• [O que se pede]: Apresente as linhas da listagem abaixo como uma lista numerada, omitindo as linhas em branco.
<<<<
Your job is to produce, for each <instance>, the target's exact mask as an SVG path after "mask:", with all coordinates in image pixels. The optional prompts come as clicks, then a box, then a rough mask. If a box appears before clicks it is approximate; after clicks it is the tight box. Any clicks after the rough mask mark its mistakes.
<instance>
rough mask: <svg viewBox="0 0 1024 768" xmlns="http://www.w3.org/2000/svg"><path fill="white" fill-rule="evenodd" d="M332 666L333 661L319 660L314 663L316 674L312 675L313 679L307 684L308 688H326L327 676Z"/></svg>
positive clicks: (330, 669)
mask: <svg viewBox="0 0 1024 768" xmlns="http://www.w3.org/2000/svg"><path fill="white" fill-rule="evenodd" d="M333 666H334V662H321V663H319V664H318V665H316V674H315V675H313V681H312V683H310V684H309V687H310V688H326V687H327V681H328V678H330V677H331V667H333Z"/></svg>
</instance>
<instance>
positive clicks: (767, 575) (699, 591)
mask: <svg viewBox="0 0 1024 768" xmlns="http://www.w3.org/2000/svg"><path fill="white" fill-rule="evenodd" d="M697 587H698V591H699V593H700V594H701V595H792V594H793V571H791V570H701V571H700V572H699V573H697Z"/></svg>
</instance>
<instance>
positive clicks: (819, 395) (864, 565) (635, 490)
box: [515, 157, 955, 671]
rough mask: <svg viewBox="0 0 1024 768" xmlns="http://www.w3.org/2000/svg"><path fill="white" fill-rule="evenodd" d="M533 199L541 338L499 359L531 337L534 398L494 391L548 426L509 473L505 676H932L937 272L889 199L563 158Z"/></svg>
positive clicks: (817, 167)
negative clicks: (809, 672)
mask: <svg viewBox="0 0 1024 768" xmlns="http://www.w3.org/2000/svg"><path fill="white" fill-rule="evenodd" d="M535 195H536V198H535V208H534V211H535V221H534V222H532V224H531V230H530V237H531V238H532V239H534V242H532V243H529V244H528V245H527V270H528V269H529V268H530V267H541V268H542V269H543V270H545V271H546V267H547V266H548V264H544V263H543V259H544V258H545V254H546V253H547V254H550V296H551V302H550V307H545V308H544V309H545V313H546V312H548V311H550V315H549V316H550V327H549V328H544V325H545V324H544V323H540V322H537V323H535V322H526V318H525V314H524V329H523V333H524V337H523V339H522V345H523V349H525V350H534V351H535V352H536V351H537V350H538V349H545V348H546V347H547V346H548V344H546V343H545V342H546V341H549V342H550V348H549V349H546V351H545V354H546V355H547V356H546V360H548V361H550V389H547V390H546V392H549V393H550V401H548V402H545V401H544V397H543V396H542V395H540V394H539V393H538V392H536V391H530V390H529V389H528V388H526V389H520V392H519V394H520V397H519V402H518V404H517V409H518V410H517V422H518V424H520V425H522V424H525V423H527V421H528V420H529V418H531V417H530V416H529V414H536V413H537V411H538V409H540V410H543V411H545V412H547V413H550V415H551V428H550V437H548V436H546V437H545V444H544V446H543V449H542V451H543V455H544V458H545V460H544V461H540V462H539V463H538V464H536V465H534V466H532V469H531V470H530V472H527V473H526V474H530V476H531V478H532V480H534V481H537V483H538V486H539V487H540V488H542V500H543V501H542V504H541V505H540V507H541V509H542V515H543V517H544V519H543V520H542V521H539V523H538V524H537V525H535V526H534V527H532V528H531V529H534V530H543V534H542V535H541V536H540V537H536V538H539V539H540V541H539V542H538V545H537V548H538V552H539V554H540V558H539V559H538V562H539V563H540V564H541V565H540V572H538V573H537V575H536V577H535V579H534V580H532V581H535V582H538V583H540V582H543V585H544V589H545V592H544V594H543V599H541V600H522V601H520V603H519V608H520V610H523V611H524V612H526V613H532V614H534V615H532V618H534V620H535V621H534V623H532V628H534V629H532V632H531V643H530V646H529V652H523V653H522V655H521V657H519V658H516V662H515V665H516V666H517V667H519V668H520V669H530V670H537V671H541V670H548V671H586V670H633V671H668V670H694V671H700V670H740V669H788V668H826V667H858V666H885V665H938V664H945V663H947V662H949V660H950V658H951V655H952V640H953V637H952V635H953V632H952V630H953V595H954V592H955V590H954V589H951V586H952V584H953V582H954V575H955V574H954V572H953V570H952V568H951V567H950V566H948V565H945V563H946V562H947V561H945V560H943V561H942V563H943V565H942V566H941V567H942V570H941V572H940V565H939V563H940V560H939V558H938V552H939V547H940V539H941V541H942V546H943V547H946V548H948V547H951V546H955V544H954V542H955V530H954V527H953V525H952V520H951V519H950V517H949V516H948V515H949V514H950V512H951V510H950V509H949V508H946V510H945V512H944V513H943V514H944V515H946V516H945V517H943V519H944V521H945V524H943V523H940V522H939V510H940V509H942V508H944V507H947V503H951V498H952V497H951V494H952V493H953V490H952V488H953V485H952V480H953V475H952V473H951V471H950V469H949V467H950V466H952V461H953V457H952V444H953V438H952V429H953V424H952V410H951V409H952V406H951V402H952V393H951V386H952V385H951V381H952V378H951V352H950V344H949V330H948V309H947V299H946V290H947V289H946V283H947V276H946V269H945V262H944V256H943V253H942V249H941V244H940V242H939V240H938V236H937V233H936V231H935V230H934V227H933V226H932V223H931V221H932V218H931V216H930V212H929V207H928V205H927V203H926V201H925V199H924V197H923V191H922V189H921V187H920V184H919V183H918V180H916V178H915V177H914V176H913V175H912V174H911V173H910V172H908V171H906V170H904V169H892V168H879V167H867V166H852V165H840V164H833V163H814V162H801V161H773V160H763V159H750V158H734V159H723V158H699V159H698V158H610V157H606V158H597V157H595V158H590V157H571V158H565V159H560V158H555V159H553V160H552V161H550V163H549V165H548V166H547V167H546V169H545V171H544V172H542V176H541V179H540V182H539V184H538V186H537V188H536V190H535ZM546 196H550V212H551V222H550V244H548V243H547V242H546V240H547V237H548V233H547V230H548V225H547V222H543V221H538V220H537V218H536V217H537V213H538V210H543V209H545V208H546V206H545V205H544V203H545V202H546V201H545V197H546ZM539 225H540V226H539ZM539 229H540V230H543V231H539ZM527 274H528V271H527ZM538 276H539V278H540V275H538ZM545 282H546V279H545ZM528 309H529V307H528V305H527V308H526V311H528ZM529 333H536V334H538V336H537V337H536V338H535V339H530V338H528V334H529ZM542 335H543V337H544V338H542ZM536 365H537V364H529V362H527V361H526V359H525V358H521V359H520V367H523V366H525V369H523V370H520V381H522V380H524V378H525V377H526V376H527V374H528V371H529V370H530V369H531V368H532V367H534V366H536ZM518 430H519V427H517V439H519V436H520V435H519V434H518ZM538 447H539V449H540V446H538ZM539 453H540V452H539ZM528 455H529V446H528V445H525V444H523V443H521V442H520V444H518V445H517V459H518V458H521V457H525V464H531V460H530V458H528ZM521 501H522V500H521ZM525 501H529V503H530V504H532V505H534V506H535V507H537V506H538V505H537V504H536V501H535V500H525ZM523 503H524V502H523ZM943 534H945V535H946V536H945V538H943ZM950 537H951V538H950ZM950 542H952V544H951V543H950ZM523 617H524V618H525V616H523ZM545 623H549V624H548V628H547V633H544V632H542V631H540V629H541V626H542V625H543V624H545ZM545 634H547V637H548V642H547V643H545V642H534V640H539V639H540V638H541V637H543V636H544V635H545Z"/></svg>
>>>>
• [Resposta do exercício]:
1. Your job is to produce, for each <instance>, the target's exact mask as an SVG path after "mask:", with all coordinates in image pixels. The optional prompts come as clicks, then a box, then a rough mask. If a box appears before clicks it is approximate; after clicks it is the tight box. Any clicks after the rough mask mark its mistakes.
2. <instance>
3. rough mask: <svg viewBox="0 0 1024 768" xmlns="http://www.w3.org/2000/svg"><path fill="white" fill-rule="evenodd" d="M332 666L333 661L319 660L314 663L316 674L312 675L313 679L307 684L308 688H326L327 676Z"/></svg>
4. positive clicks: (330, 669)
5. mask: <svg viewBox="0 0 1024 768" xmlns="http://www.w3.org/2000/svg"><path fill="white" fill-rule="evenodd" d="M333 666H334V662H321V663H319V664H318V665H316V674H315V675H313V681H312V683H310V684H309V687H310V688H326V687H327V681H328V678H330V677H331V667H333Z"/></svg>
6. </instance>
7. <instance>
8. positive clicks: (767, 575) (699, 591)
9. mask: <svg viewBox="0 0 1024 768" xmlns="http://www.w3.org/2000/svg"><path fill="white" fill-rule="evenodd" d="M697 587H698V591H699V593H700V594H701V595H792V594H793V571H791V570H701V571H700V572H699V573H697Z"/></svg>
10. </instance>
11. <instance>
12. positive clicks: (819, 395) (864, 565) (635, 490)
13. box: [515, 157, 955, 671]
14. rough mask: <svg viewBox="0 0 1024 768" xmlns="http://www.w3.org/2000/svg"><path fill="white" fill-rule="evenodd" d="M533 199L541 338L499 359L531 337L534 398L494 391L548 426L509 473L505 676H932L937 272L889 199L563 158Z"/></svg>
15. positive clicks: (817, 167)
16. negative clicks: (809, 672)
17. mask: <svg viewBox="0 0 1024 768" xmlns="http://www.w3.org/2000/svg"><path fill="white" fill-rule="evenodd" d="M535 195H536V198H535V208H534V211H535V221H534V222H532V224H531V230H530V237H531V238H532V239H534V242H532V243H529V244H528V245H527V270H528V269H529V268H530V267H541V268H542V269H543V270H545V271H546V267H547V266H548V264H544V263H543V259H544V258H545V254H546V253H547V254H550V296H551V302H550V307H545V308H544V309H545V313H546V312H548V311H550V315H549V316H550V327H549V328H544V325H545V324H544V323H540V322H537V323H535V322H526V318H525V314H524V329H523V333H524V337H523V339H522V345H523V349H525V350H534V351H535V352H536V351H537V350H538V349H545V348H546V347H547V346H548V344H546V343H545V342H546V341H549V342H550V348H549V349H546V351H545V354H546V355H547V356H546V360H548V361H550V389H547V390H546V392H549V393H550V401H548V402H545V401H544V397H543V396H542V395H540V394H539V393H538V392H536V391H530V390H529V389H528V388H526V389H520V392H519V394H520V397H519V402H518V404H517V409H518V410H517V422H518V424H520V425H522V424H525V423H527V421H528V420H529V418H531V417H530V416H529V414H536V413H537V411H538V409H540V410H543V411H545V412H547V413H550V415H551V428H550V437H548V436H546V437H545V444H544V446H543V449H542V451H543V455H544V458H545V460H544V461H540V462H539V463H538V464H536V465H534V466H532V469H531V470H530V472H527V473H526V474H530V476H531V478H532V480H534V481H537V483H538V486H539V487H540V488H542V500H543V501H542V504H541V505H540V507H541V509H542V515H543V517H544V519H543V520H542V521H539V523H538V524H537V525H535V526H534V527H532V528H531V529H534V530H543V534H542V535H541V536H540V537H536V538H539V539H540V541H539V542H538V545H537V548H538V552H539V554H540V558H539V559H538V562H539V563H540V564H541V565H540V572H538V573H537V575H536V577H535V579H534V580H532V581H535V582H538V583H540V582H543V585H544V589H545V592H544V594H543V599H541V600H522V601H520V603H519V608H520V610H523V611H524V612H526V613H532V614H534V615H532V618H534V620H535V621H534V623H532V628H534V629H532V632H531V643H530V646H529V652H523V653H522V655H521V657H519V658H516V662H515V665H516V666H517V667H519V668H520V669H530V670H537V671H541V670H548V671H586V670H633V671H668V670H694V671H700V670H740V669H788V668H826V667H858V666H885V665H938V664H945V663H947V662H949V660H950V658H951V655H952V640H953V637H952V635H953V632H952V630H953V595H954V592H955V590H954V589H951V586H952V584H953V582H954V575H955V574H954V572H953V570H952V568H951V567H950V566H948V565H945V563H946V562H947V561H945V560H943V561H942V563H943V565H942V566H941V567H942V570H941V572H940V565H939V563H940V560H939V558H938V552H939V547H940V539H941V541H942V546H943V547H946V548H948V547H951V546H955V544H954V542H955V530H954V527H953V525H952V520H951V519H950V517H949V516H948V515H949V514H950V512H951V510H950V509H949V508H946V510H945V512H944V513H943V514H944V515H946V516H945V517H943V519H944V521H945V524H943V523H940V522H939V510H940V509H942V508H944V507H947V503H951V498H952V497H951V494H952V493H953V490H952V488H953V485H952V480H953V475H952V473H951V471H950V469H949V467H950V466H952V461H953V457H952V444H953V438H952V429H953V424H952V410H951V409H952V406H951V402H952V393H951V386H952V385H951V381H952V378H951V352H950V344H949V330H948V309H947V299H946V290H947V289H946V283H947V276H946V269H945V262H944V256H943V253H942V249H941V244H940V242H939V240H938V236H937V233H936V231H935V230H934V227H933V226H932V223H931V221H932V218H931V216H930V212H929V207H928V205H927V203H926V201H925V199H924V197H923V191H922V189H921V187H920V184H919V183H918V180H916V178H915V177H914V176H913V175H912V174H911V173H910V172H908V171H906V170H904V169H892V168H879V167H867V166H852V165H840V164H833V163H814V162H801V161H773V160H763V159H750V158H734V159H723V158H699V159H698V158H610V157H606V158H597V157H595V158H590V157H571V158H565V159H560V158H555V159H553V160H552V161H550V163H549V165H548V166H547V167H546V169H545V171H544V172H542V176H541V179H540V182H539V184H538V186H537V188H536V190H535ZM546 196H550V212H551V222H550V244H548V243H547V242H546V240H547V237H548V233H547V230H548V225H547V222H543V221H538V220H537V218H536V217H537V213H538V210H543V209H545V208H546V206H545V205H544V203H545V202H546V201H545V197H546ZM539 225H540V226H539ZM539 229H540V230H543V231H539ZM527 274H528V271H527ZM538 276H539V278H540V275H538ZM545 282H546V279H545ZM528 309H529V307H528V305H527V308H526V311H528ZM529 333H536V334H538V336H537V337H536V338H535V339H530V338H528V334H529ZM542 335H543V337H544V338H542ZM536 365H537V364H529V362H527V361H526V359H525V358H521V359H520V367H523V366H525V369H523V370H520V381H522V380H524V378H525V377H526V376H527V374H528V371H529V370H530V369H531V368H532V367H534V366H536ZM518 430H519V427H517V439H519V436H520V435H519V434H518ZM538 447H539V449H540V446H538ZM539 453H540V452H539ZM528 455H529V446H528V445H525V444H523V443H521V442H520V444H518V445H517V459H518V458H521V457H525V464H531V460H530V458H528ZM521 501H522V500H521ZM525 501H529V503H530V504H532V505H534V506H535V507H537V506H538V505H537V504H536V501H535V500H525ZM523 503H524V502H523ZM943 534H945V535H946V536H945V538H943ZM950 537H951V538H950ZM950 542H952V544H951V543H950ZM523 617H524V618H525V616H523ZM545 623H549V624H548V628H547V633H544V632H542V631H540V629H541V626H542V625H543V624H545ZM545 634H547V637H548V642H547V643H545V642H534V640H539V639H540V638H541V637H543V636H544V635H545Z"/></svg>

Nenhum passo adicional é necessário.